— ASSIGNMENT —
Only the lines from the one containing "Where can the distant hill" to the end of the records should be given again, word for word and in full.

— DATA SHOWN —
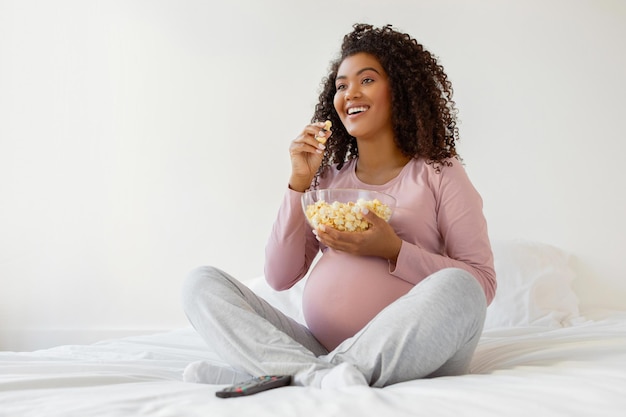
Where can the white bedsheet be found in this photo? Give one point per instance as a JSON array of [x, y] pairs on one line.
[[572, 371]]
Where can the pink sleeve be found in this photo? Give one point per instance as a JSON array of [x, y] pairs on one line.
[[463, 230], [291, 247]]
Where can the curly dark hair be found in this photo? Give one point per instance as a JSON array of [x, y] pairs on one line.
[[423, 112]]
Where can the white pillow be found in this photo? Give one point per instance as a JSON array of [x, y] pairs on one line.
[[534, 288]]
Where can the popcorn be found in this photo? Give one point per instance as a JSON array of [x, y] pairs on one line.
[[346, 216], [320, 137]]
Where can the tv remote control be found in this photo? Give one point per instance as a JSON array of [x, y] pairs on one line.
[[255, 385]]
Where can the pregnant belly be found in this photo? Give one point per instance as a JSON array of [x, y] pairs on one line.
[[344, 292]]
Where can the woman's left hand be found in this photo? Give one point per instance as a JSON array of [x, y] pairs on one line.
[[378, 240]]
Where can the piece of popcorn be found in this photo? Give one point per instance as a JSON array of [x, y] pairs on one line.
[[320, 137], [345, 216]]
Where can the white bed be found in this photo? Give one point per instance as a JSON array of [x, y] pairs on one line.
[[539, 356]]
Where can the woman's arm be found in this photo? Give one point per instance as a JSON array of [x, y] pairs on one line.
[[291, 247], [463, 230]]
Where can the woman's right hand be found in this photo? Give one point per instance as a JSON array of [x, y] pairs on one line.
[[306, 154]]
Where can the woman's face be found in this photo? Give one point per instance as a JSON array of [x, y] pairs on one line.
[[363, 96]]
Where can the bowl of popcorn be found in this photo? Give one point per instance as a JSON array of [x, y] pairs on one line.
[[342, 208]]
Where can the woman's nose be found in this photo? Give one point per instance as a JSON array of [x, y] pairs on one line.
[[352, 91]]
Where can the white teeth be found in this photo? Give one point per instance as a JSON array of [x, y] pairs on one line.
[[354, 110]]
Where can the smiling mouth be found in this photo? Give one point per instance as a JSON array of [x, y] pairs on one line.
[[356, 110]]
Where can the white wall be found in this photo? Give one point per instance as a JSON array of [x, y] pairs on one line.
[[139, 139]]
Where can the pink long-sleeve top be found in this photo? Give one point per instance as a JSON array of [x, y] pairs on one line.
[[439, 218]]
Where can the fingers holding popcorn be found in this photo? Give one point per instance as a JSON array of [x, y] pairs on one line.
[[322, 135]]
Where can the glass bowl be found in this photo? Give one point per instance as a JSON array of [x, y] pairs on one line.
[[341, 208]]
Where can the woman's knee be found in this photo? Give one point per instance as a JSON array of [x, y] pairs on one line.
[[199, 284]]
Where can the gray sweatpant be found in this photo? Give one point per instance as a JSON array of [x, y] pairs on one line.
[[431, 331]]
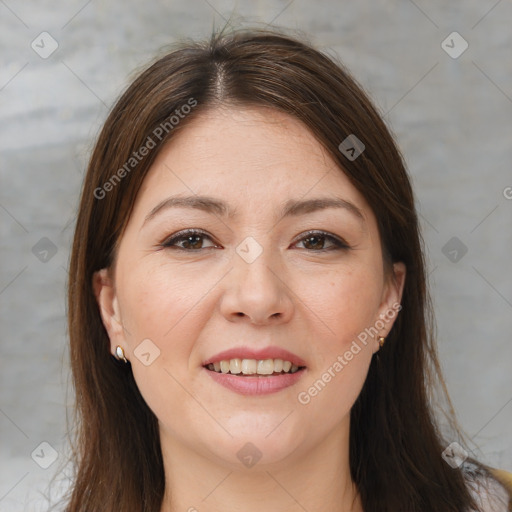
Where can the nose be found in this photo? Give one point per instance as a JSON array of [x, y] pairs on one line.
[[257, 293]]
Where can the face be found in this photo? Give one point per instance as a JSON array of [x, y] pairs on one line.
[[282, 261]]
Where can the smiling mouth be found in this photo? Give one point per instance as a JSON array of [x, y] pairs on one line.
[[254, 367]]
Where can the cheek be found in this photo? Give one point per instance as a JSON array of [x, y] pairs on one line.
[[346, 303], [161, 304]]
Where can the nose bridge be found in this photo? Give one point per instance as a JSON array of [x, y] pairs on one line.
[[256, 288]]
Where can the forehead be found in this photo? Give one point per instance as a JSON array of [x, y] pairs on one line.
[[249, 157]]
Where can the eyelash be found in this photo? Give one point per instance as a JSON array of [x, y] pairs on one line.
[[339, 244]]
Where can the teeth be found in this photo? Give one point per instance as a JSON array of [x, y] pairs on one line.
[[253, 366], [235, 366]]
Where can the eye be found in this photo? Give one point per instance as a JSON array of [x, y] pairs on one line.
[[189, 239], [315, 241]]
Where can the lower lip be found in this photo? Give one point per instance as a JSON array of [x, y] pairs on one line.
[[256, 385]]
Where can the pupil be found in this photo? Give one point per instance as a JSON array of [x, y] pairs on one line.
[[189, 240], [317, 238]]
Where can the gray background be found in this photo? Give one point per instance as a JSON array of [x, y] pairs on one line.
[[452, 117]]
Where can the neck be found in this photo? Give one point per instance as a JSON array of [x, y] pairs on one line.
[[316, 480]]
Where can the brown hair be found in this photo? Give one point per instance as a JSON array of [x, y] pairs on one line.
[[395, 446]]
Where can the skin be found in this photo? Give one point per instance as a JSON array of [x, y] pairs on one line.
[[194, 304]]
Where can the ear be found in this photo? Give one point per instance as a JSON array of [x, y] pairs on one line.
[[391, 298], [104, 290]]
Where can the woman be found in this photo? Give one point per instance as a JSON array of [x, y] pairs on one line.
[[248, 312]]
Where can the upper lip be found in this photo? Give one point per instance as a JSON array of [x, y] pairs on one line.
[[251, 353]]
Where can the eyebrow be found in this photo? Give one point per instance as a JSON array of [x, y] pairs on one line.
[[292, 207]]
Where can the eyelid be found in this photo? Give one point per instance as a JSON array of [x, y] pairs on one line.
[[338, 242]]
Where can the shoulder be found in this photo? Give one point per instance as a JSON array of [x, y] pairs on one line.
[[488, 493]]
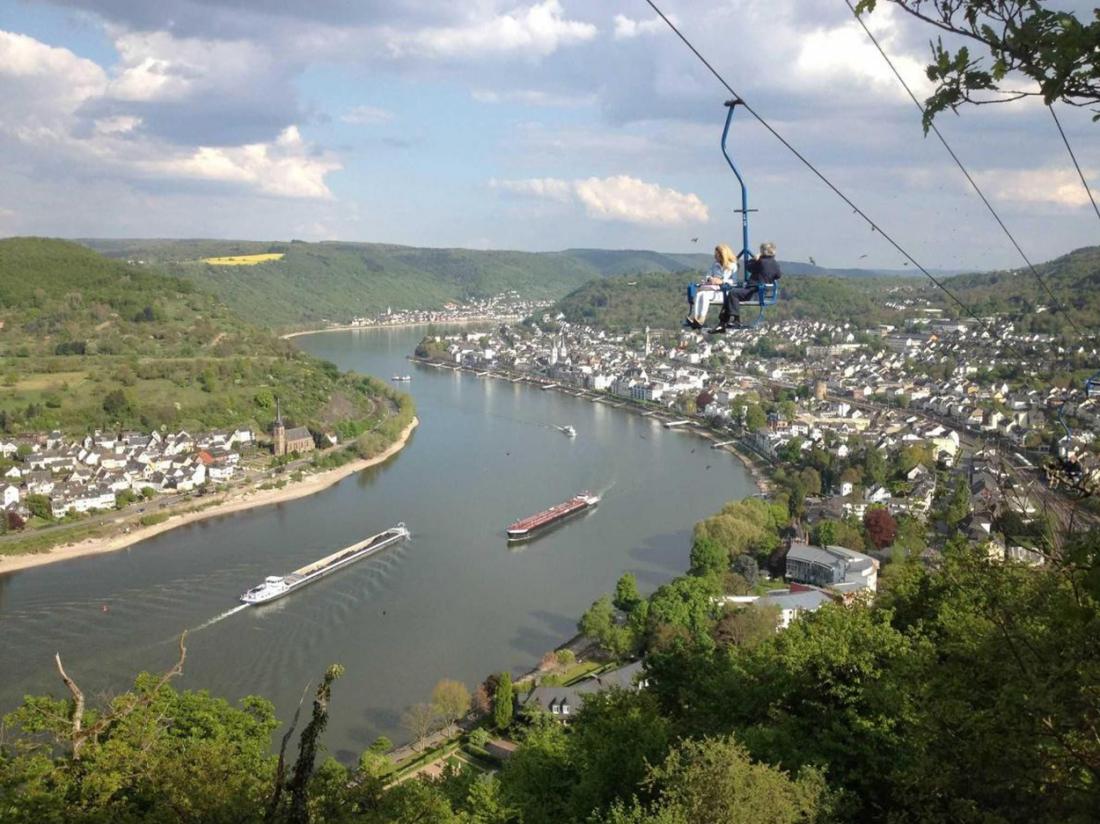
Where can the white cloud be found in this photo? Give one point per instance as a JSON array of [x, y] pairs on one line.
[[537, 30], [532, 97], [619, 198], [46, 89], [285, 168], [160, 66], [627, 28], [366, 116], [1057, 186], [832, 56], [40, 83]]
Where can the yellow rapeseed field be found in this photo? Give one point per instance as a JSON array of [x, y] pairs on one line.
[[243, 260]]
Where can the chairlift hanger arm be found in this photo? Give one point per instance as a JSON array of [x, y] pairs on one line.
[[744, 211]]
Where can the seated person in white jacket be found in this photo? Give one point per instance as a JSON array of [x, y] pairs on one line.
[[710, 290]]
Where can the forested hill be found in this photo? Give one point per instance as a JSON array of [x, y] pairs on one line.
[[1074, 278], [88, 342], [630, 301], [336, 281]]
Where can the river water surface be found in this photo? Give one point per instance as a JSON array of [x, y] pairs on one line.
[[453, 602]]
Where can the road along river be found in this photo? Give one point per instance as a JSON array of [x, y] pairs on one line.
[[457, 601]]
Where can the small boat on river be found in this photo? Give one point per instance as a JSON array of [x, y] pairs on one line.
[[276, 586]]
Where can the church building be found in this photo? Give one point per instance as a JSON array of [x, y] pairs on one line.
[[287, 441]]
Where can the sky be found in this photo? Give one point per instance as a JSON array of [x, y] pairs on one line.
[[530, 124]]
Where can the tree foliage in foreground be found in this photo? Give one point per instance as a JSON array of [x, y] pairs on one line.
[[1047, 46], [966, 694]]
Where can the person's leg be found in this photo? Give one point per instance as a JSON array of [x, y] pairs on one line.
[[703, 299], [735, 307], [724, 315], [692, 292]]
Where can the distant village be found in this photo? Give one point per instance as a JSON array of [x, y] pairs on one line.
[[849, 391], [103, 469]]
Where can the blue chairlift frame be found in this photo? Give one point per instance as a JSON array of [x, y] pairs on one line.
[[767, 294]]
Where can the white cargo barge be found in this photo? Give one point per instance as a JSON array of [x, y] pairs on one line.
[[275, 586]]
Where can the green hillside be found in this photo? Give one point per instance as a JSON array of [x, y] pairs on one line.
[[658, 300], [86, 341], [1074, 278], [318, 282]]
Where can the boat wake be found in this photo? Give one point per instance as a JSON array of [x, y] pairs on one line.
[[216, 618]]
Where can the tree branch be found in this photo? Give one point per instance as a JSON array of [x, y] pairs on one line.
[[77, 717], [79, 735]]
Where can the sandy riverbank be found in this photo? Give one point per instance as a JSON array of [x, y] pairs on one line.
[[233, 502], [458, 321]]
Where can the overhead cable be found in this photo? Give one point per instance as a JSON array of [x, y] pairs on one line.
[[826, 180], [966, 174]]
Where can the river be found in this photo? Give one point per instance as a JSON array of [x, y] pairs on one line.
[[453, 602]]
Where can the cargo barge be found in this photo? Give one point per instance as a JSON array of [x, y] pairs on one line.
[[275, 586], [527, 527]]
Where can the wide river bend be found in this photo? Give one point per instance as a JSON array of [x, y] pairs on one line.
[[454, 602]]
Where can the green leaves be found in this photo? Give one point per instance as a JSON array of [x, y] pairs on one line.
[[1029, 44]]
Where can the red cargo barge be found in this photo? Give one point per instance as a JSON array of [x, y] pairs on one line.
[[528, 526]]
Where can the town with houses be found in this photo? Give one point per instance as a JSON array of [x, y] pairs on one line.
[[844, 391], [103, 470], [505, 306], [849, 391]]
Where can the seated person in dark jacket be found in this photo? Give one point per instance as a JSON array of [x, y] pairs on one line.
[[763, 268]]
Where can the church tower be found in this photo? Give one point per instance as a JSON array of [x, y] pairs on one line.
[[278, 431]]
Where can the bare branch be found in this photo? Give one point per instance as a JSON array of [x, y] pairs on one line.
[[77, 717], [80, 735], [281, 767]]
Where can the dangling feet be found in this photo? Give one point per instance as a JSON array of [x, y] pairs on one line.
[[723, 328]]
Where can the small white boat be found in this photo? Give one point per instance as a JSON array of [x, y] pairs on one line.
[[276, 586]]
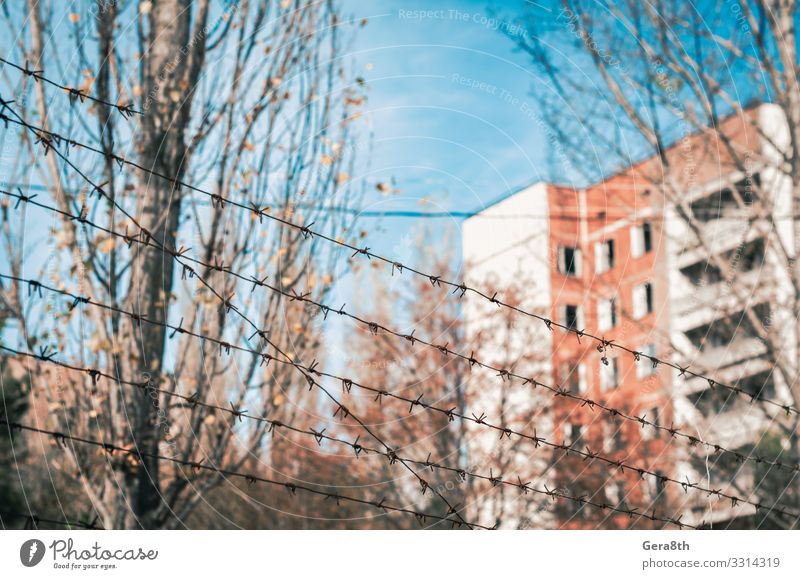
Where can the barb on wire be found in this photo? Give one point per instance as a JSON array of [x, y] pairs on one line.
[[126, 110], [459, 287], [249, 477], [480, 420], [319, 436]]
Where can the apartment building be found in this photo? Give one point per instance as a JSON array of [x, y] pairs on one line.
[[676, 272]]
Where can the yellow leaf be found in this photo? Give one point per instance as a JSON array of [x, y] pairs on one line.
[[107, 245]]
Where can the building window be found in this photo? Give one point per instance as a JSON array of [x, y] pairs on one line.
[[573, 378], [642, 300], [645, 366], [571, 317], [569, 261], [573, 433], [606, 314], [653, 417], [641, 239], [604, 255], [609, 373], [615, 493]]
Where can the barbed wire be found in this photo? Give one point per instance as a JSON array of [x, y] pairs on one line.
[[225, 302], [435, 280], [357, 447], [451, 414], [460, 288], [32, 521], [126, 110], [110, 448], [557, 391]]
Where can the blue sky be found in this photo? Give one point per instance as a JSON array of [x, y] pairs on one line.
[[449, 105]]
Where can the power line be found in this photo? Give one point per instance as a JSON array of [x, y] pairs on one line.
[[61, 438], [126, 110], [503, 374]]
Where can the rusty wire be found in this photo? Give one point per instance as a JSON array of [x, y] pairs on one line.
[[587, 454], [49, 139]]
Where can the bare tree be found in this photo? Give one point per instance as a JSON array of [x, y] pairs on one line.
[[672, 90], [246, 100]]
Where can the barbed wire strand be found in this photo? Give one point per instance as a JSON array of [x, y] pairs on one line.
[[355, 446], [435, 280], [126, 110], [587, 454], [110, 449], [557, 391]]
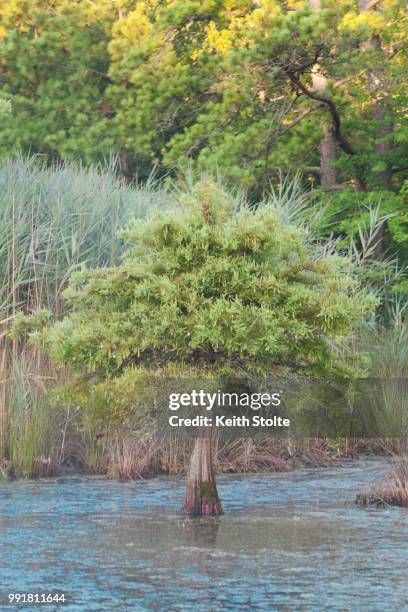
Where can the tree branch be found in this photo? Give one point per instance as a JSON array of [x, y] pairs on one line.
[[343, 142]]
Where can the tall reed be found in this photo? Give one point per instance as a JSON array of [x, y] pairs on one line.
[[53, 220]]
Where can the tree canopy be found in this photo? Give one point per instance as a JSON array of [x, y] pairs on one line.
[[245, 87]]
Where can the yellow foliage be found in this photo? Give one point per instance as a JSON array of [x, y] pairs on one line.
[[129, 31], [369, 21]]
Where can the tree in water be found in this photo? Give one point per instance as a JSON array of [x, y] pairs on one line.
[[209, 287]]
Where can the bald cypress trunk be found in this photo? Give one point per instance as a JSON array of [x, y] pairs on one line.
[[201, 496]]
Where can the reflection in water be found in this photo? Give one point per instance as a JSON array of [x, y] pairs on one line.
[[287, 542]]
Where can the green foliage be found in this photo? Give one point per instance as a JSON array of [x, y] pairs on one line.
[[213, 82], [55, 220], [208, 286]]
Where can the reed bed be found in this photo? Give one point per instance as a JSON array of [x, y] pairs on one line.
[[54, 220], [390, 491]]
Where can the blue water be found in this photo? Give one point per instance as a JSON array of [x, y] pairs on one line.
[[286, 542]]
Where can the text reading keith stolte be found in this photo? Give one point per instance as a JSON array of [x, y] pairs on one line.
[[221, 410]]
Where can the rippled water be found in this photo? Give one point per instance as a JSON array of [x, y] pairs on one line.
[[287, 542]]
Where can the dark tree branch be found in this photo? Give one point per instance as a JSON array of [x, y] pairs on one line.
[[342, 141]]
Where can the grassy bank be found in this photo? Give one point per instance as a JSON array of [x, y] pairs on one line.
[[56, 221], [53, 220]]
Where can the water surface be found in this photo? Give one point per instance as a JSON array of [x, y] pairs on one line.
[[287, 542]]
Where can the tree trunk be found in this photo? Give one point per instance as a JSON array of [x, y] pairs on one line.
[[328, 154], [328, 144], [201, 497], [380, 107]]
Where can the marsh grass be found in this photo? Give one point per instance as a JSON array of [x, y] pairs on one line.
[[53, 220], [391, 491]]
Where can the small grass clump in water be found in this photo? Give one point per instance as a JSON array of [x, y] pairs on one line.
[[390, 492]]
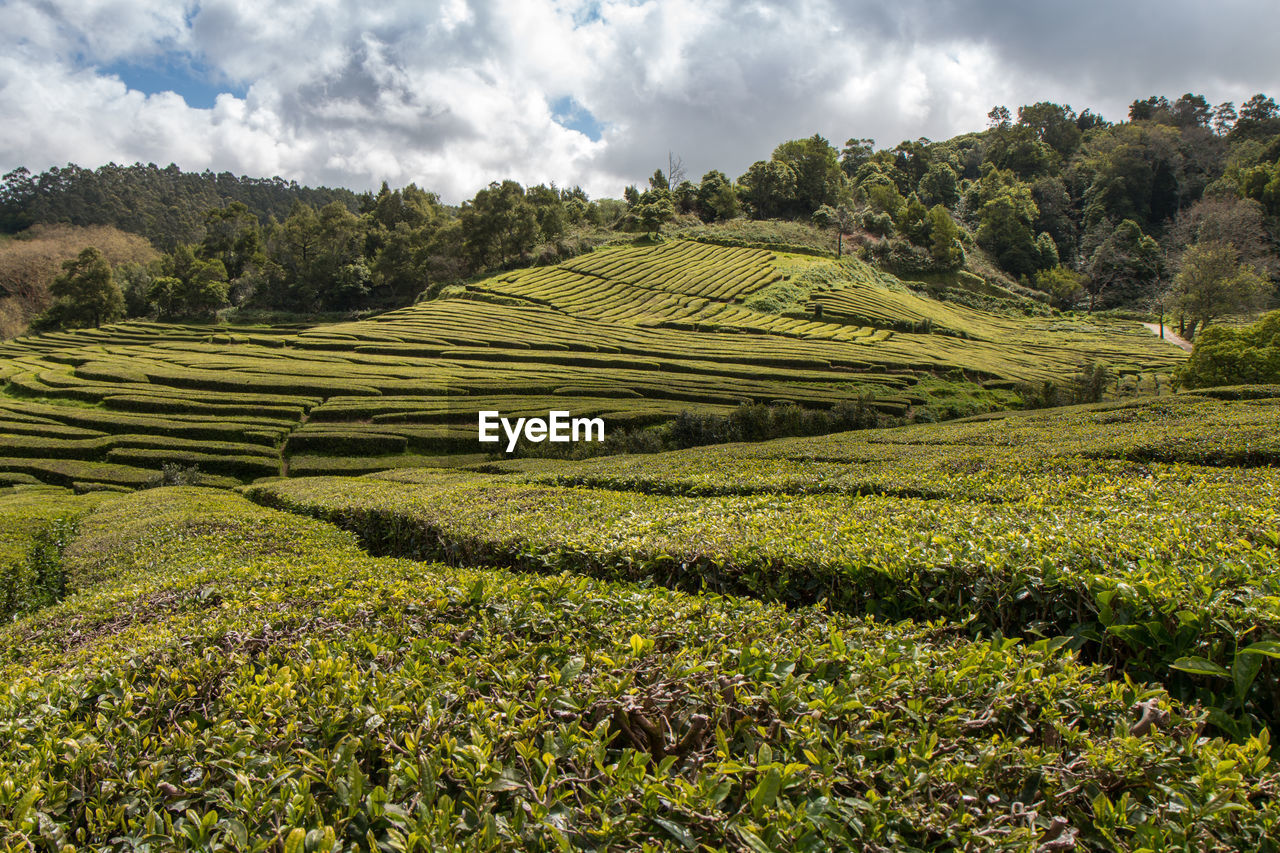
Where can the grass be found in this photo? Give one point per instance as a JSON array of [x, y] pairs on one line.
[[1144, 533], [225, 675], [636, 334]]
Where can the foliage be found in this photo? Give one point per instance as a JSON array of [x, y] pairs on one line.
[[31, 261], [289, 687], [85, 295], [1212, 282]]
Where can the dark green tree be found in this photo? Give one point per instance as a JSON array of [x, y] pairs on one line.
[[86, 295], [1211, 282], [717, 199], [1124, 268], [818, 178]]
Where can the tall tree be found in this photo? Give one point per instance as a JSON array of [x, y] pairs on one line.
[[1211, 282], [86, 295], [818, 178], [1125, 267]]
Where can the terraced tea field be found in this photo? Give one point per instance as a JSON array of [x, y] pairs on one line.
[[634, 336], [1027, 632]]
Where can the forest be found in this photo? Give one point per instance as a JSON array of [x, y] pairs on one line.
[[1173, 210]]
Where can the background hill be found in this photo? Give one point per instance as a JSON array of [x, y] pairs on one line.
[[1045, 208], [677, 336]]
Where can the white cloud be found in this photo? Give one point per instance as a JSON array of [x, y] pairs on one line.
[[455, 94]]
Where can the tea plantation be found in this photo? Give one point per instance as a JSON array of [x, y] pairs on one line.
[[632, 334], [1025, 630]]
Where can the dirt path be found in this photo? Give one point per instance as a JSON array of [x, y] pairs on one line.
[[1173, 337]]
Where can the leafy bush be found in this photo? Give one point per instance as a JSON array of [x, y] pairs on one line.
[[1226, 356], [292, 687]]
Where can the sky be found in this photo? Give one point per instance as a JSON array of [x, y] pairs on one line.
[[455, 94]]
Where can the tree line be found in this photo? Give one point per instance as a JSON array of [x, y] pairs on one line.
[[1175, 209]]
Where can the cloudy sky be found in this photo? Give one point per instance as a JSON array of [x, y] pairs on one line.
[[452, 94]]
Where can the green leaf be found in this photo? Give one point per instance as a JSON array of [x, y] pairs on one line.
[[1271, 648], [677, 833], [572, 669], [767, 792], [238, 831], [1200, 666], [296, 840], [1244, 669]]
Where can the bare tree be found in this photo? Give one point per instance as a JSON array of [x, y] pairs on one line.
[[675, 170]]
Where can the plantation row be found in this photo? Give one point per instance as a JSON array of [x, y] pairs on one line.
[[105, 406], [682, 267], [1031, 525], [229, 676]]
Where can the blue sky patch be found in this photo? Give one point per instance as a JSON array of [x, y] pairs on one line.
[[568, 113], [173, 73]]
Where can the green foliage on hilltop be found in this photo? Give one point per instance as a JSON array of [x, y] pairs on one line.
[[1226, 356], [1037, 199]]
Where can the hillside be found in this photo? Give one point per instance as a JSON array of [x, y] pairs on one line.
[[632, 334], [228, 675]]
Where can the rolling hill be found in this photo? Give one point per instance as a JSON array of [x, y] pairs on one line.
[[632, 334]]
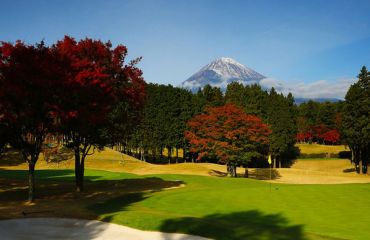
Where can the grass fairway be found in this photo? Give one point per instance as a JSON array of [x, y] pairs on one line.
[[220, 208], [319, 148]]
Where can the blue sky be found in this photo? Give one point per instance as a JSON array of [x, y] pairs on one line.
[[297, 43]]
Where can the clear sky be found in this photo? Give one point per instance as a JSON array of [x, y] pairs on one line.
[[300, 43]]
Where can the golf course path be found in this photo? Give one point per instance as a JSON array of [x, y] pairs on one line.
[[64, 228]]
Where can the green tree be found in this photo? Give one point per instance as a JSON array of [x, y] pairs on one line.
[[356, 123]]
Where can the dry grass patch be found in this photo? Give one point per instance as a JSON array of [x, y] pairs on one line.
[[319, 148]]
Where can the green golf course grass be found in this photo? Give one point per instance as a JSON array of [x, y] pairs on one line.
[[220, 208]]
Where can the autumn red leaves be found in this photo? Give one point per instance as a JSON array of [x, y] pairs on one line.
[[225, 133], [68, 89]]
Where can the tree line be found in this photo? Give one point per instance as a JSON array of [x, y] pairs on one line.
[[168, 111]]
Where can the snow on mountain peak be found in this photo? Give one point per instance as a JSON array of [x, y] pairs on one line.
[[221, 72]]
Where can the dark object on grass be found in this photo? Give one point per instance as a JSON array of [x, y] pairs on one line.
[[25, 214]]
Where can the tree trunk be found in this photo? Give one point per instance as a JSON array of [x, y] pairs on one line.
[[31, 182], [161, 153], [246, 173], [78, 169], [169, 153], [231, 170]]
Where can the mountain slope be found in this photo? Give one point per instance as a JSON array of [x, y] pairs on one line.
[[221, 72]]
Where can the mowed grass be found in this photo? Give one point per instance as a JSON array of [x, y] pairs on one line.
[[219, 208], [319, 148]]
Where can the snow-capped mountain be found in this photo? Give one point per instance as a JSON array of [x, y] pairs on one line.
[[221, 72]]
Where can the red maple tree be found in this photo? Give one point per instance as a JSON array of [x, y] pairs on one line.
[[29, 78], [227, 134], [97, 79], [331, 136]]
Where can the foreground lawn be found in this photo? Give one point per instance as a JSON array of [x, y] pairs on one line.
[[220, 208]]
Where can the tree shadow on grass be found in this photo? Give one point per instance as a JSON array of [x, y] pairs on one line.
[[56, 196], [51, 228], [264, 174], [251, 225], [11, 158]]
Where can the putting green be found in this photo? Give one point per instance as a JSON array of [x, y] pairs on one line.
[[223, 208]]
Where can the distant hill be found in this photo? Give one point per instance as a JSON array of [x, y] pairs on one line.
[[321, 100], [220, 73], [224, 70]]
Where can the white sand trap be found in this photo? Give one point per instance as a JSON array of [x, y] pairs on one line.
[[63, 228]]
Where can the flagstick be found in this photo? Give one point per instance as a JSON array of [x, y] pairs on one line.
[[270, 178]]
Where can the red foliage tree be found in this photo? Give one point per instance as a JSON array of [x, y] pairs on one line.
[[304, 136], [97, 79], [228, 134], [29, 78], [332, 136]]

— EXERCISE OUTPUT —
Where can the distant hill be found in this photo? Give one point per instance as a JSON array of [x, y] pairs on one line.
[[321, 100], [220, 73], [224, 70]]
Where can the white sand trap be found in this photo? Give one point per instance as a JSON array of [x, y] pairs on one line.
[[63, 228]]
Where can the flagstick be found in this photo? Give one point per instance as a JSON array of [x, y] pairs on one line.
[[270, 178]]
Where can the red foliage tree be found in this photo? Give one point per instance as a JSON array of [x, y] pairs on one line.
[[304, 136], [97, 79], [228, 134], [29, 78], [332, 136]]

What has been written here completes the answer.